> **PROVIDED DATA**
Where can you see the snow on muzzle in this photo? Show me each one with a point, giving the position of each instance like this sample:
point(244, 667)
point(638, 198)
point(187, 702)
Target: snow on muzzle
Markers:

> **WORK REQUEST**
Copy out the full listing so that each line matches exactly.

> **WRITTEN RESPONSE**
Where can you see the snow on muzzle in this photo? Show me each one with a point, giving the position of each instance like this sample:
point(244, 667)
point(638, 198)
point(187, 702)
Target: snow on muzzle
Markers:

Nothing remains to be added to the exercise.